The truth is that Europe could disintegrate because of bank regulators doing all they can to avoid being blamed for their mistakes.
Tuesday, April 25, 2017
IMF: The “I scratch your back if you scratch my back” crony statism deal between sovereigns and banks, must stop.
In 1988, with the Basel Accord, Basel I, for the purpose of capital requirements for banks, regulators assigned to the sovereigns a risk weight of 0%, while citizens got one of 100%.
That meant banks would be able to leverage more their capital when lending to sovereigns than when lending to citizens.
That meant banks would be able to earn higher expected risk adjusted returns on equity when lending to sovereigns than when lending to citizens.
That meant that banks would lend more and at lower rates than usual to sovereigns and in relative terms less and at higher rates than usual to citizens.
That de facto established the Sovereign-Bank Nexus. I Sovereign help to guarantee you banks, and you help to finance me abundantly and cheap.
IMF, in its Global Financial Stability Report 2017, page 36 and 37 have a section titled “The Sovereign-Bank Nexus could reemerge”. It correctly spells out how banks can be affected by difficulties of sovereigns and how sovereigns can be affected by difficulties of banks.
But it makes absolutely no reference to the regulatory support of the Sovereign-Bank Nexus previously described. Why?
IMF, Basel Committee for Banking Supervision: Don’t tell me you do not know who did the Eurozone in?
Thursday, March 16, 2017
If bank regulations had been privatized, how much would a Basel Committee Ltd have paid in fines for 2007-08 crisis?

◇ ◇ ◇ ◇ ◇ ◇ ◇

• EXERCISE 1
Could you retype the excerpt on bank regulation word for word, everything from "That de facto" down to "for 2007-08 crisis?"?
• EXERCISE 2
How would you render this sentence from the excerpt on bank regulation in Spanish: "That meant banks would be able to leverage more their capital when lending to sovereigns than when lending to citizens."?
• EXERCISE 3
Can you carry on the excerpt on bank regulation from the point where it ends?
The stored items after this point are separate material and not part of the excerpt on bank regulation.

• Stored items
◇ ◇ ◇ ◇ ◇ ◇ ◇

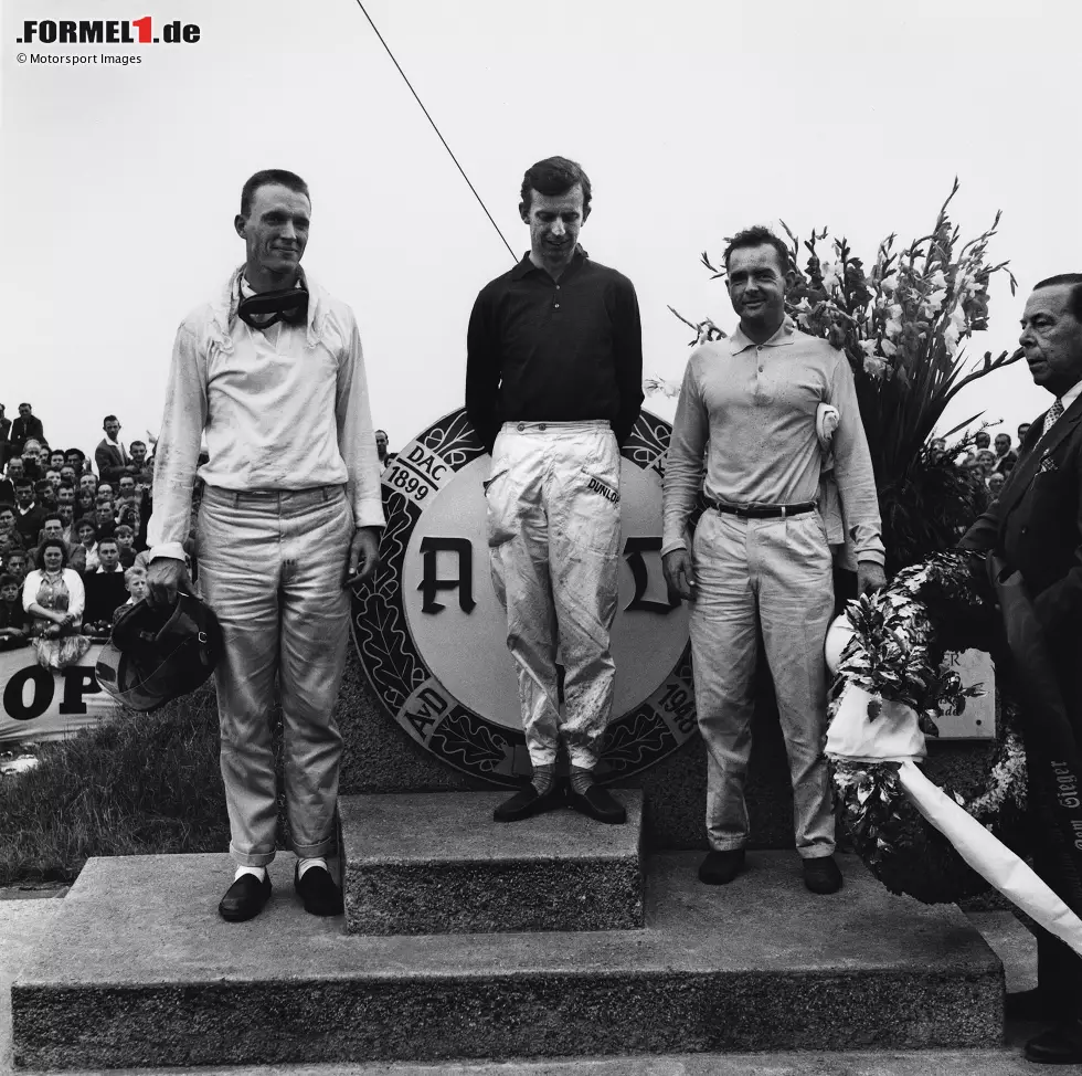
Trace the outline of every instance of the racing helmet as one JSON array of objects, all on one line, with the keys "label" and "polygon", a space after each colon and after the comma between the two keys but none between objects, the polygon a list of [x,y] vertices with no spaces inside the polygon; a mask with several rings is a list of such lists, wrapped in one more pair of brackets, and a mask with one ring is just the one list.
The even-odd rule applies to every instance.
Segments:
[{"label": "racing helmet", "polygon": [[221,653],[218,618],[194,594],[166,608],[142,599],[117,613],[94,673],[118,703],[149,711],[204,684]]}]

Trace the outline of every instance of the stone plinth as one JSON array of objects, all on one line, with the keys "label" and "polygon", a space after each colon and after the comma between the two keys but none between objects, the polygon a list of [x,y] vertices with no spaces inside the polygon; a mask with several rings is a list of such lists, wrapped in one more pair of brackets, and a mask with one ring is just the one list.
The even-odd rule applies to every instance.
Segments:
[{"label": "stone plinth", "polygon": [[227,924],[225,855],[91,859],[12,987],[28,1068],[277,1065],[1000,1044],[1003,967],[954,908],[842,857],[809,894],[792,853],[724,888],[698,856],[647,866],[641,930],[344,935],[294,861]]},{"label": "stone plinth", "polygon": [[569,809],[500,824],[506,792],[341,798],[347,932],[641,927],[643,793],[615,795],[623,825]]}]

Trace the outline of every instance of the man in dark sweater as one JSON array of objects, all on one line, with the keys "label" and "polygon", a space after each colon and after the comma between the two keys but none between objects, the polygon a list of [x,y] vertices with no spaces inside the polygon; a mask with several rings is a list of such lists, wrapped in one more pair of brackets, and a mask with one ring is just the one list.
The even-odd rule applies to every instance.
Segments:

◇ ◇ ◇ ◇ ◇ ◇ ◇

• RESPONSE 1
That de facto established the Sovereign-Bank Nexus. I Sovereign help to guarantee you banks, and you help to finance me abundantly and cheap.
IMF, in its Global Financial Stability Report 2017, page 36 and 37 have a section titled “The Sovereign-Bank Nexus could reemerge”. It correctly spells out how banks can be affected by difficulties of sovereigns and how sovereigns can be affected by difficulties of banks.
But it makes absolutely no reference to the regulatory support of the Sovereign-Bank Nexus previously described. Why?
IMF, Basel Committee for Banking Supervision: Don’t tell me you do not know who did the Eurozone in?
Thursday, March 16, 2017
If bank regulations had been privatized, how much would a Basel Committee Ltd have paid in fines for 2007-08 crisis?

• RESPONSE 2
Eso significaba que los bancos podrían apalancar más su capital al prestar a los soberanos que al prestar a los ciudadanos.

• RESPONSE 3
I ask, because in courts it would have been quite easy to demonstrate that the banking sectors excessive exposures, to for instance AAA rated securities backed with mortgages to the subprime sector in the US, or in loans to a sovereign like Greece, those which caused the crisis, were the direct result of the risk weighted capital requirements for banks.
By strangely awarding lower risk weights to what was perceived as safe, which translated into lower capital requirements, the banks could leverage their equity with exposures to the “safe” many times more than with exposures to what was perceived as risky, like loans to SMEs.
As an example the risk weight for the AAAs was 20%, for sovereigns it hovered between 0 and 20% (Greece) and for SMEs 100%. That meant banks could leverage their equity 62.5 times with AAAs, unlimited to 62.5 times with sovereigns, but only 12.5 times with SMEs. That meant banks would earn much higher expected risk adjusted returns on equity on AAAs and sovereigns than on SMEs.
I mentioned above, “strangely awarding”, because any regulator who knows what he is doing, would have gone back to analyze what causes bank crisis. Doing so he would have discovered that excessive exposures to what were ex ante perceived as risky never ever occur, (ask Mark Twain). All crises result from either unexpected events (devaluations), criminal behavior (loans to affiliates) or excessive exposures to something ex ante perceived very safe but that ex post turned out to be very risky.
So if society had brought this in front of a court, how much would Basel Committee Ltd have been fined? Clearly so much that it would have been out of business; so much more than what happened to Arthur Andersen when it was brought down for failing in its auditing of Enron.
And all that before all those “risky” SMEs, those who as a result of these regulations had their access to bank credit impaired, would have sued Basel Committee Ltd for the loss of their lifetime opportunities.
But what has happened to the regulators responsible for the Basel Committee for Banking Supervision? Nothing, zilch, zero, nada, in fact many of them have been promoted.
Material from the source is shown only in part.